**Exercise prompt:**
Return the material below line for line without any alteration, leaving out the pictures.

**Rows from a pointing dataset:**

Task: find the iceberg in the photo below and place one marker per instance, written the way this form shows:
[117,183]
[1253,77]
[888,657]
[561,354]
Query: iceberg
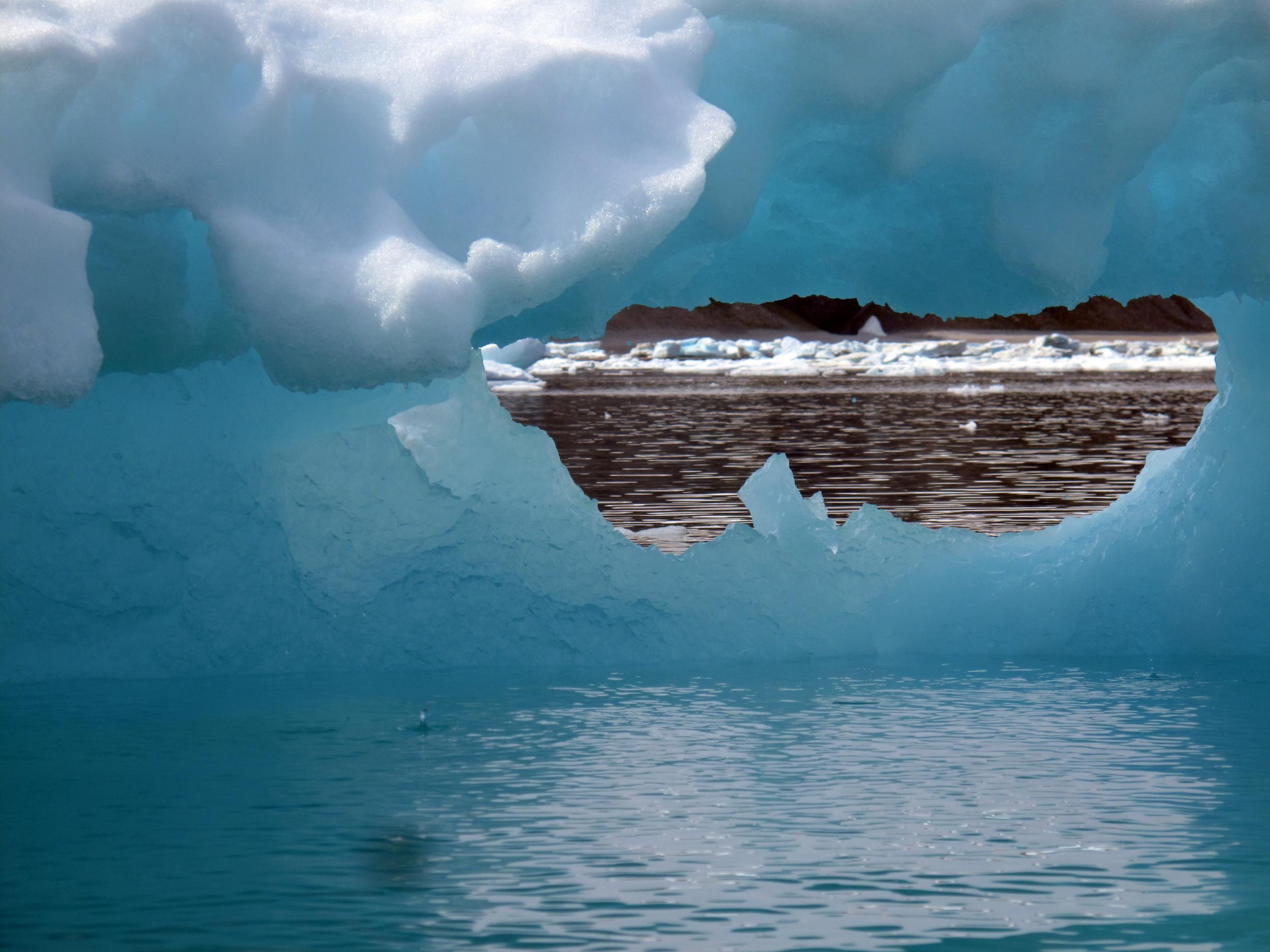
[247,250]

**Finished answer:**
Task: find the iceberg in the photo below and place one marker per instance, written the way this form shows:
[117,183]
[1253,77]
[888,657]
[561,354]
Query: iceberg
[247,250]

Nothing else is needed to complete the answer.